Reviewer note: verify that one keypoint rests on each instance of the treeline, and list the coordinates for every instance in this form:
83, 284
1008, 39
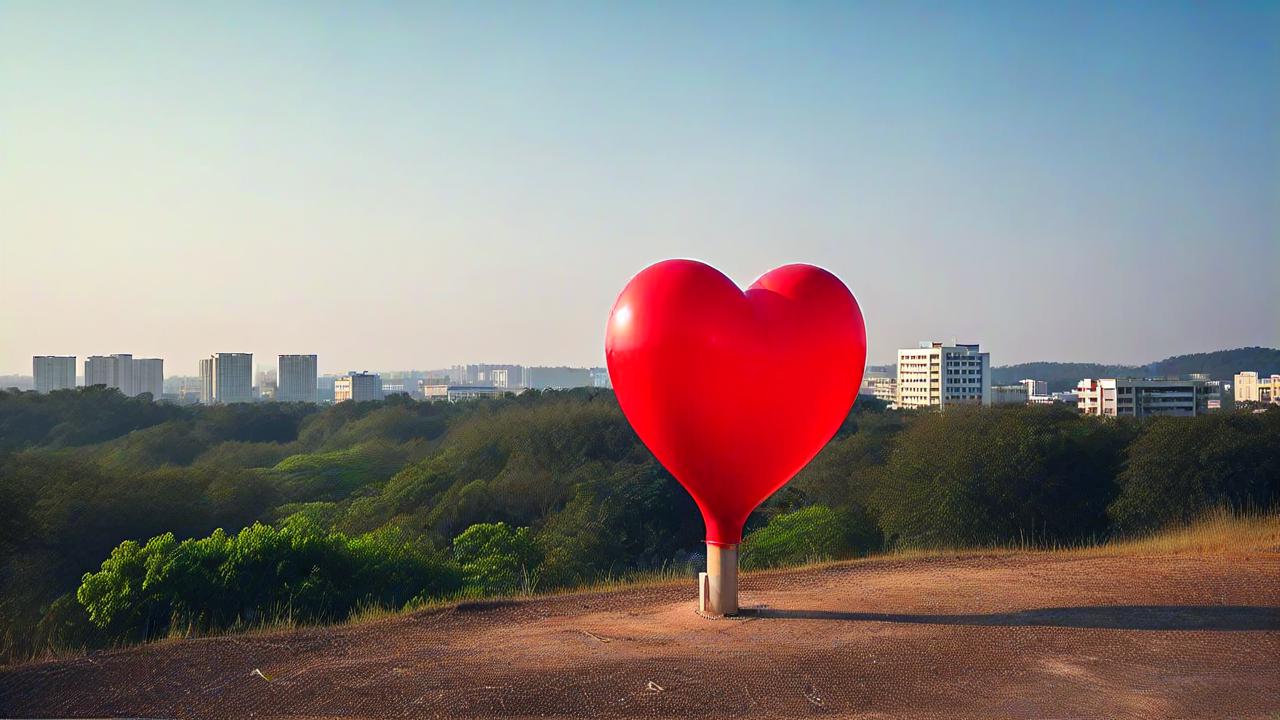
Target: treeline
128, 520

WRITTEN TASK:
Write out all of the lines above again in full, with each coordinate in the answers multiplied by 2 and rounded to a whole number, halves going up. Leave the sample numbers in the wording unchanged, and leave the pictures out.

RESULT:
Reviewer note: verify that one keypoint rests on each instance of the treeline, and list the coordinates for every instance in this form:
83, 284
1008, 39
Target: treeline
256, 1040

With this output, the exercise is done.